(Records excerpted from a collection)
- - - - -

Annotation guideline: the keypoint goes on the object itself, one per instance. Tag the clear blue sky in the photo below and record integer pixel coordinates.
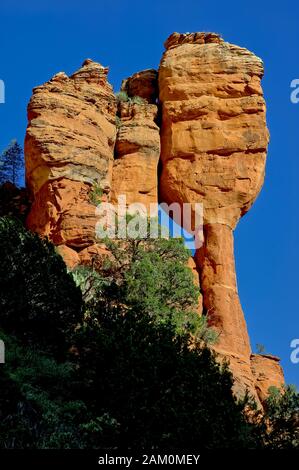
(39, 38)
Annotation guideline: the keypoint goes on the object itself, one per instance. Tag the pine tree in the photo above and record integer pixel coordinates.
(11, 163)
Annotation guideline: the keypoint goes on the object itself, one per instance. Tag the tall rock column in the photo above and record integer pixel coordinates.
(68, 148)
(213, 149)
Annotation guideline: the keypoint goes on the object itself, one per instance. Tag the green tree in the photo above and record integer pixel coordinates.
(11, 163)
(281, 418)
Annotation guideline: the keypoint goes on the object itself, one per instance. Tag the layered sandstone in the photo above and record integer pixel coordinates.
(213, 149)
(137, 152)
(209, 132)
(69, 148)
(267, 373)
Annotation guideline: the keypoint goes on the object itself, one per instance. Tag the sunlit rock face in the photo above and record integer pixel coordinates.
(68, 148)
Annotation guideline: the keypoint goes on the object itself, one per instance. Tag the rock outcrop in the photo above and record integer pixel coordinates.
(143, 84)
(203, 115)
(213, 150)
(267, 373)
(69, 147)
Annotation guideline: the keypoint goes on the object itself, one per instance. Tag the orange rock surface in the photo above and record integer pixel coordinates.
(68, 148)
(137, 152)
(267, 373)
(213, 150)
(209, 132)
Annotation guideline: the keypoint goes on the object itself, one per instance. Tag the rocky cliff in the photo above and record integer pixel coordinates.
(201, 121)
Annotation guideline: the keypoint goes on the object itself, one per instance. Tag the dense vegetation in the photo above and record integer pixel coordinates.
(101, 358)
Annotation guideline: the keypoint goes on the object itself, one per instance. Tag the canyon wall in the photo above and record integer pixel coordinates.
(193, 132)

- - - - -

PROBLEM STATEMENT
Strip out the images, then output the records above word for word.

WRITTEN ANSWER
Annotation guideline: the keypoint goes on the object itself, one per instance. Tag the clear blue sky in the photo below and record integer pixel coordinates.
(39, 38)
Annotation guideline: the keypoint goes on the object itself, one per instance. Tag the pine tree in the photo above and record integer pixel coordinates.
(11, 163)
Annotation guideline: the keypoint goes on the object itself, one per instance. Tag the tall rock column in the photo above and record integer pixel coordinates.
(68, 148)
(213, 149)
Annotation guideline: the keypoint goes on the object itself, one per instance. Tag the green tree in the photo above and record integer pixel coordinates.
(11, 163)
(281, 418)
Annotation guideline: the keypoint goes on the object itself, one per instance. Tag the layered sandstone in the photo above and record integer pixel coordinates.
(213, 149)
(137, 152)
(209, 132)
(69, 148)
(267, 373)
Annotation guideline: the keypoint goes on the object itself, one per instance. Tag the sunlit rock face in the photo above and record integer pixel coordinates.
(68, 148)
Annotation guideline: the keypoint goes on the object itself, one per instance. Tag the rock outcrop in the photo above and record integer pixel coordinates.
(143, 84)
(203, 115)
(213, 150)
(267, 373)
(69, 147)
Annotation guideline: the keypoint goes on the object itself, one per instance. Tag the orange rock surface in the photo above and record integer pixel coordinates.
(68, 148)
(137, 152)
(267, 373)
(213, 150)
(209, 132)
Annotation guideline: the keypoint goes on the object itself, one per instance. Tag the rocky cliff in the photo above and record integer pixel coordinates.
(201, 121)
Annotation guideline: the keypoint goes on the object itself, one per instance. Tag the dense vegetation in the photo above and record integer pixel coordinates.
(101, 358)
Annotation guideline: the keypoint goes on the object itself, one per instance. Tag the canyon wall in the photo above and record integer pixel coordinates.
(193, 132)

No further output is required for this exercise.